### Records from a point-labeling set
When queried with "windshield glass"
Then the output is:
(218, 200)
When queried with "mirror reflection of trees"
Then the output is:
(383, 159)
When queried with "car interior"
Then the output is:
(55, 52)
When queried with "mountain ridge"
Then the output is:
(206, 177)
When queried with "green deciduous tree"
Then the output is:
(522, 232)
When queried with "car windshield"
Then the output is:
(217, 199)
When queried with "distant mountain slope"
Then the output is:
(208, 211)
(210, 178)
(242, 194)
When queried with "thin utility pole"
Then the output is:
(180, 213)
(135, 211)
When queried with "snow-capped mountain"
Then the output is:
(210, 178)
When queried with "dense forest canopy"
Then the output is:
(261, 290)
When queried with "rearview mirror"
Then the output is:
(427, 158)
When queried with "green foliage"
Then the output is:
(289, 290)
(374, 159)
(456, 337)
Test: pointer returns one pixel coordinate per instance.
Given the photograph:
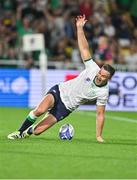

### TASK TO CARRY OUT
Can you copy every line of the data above word for word, leaving the pictures out?

### OUTPUT OF THE TASK
When queried with "windshield glass"
Then the output is:
(218, 200)
When queried with "mirror reflection of trees"
Then the output is:
(383, 159)
When queried with "car interior"
Then the output is:
(55, 52)
When queried with "mountain ridge"
Then the output is:
(206, 177)
When queried with "green deciduous tree"
Then the output is:
(522, 232)
When queried with "car windshield"
Then the output is:
(217, 199)
When queried with "distant mountain slope"
Then the output is:
(208, 211)
(210, 178)
(242, 194)
When queried with "thin utility pole"
Then the output is:
(180, 213)
(135, 211)
When queried with "snow-capped mountain"
Then the output is:
(210, 178)
When queried with "dense forest canopy"
Then the output is:
(261, 290)
When queried with "rearview mirror"
Then the output is:
(427, 158)
When queried with "green foliage"
Then the output is:
(289, 290)
(374, 159)
(456, 337)
Test: pointer returns one pixel coordinate per instance.
Given the photograph:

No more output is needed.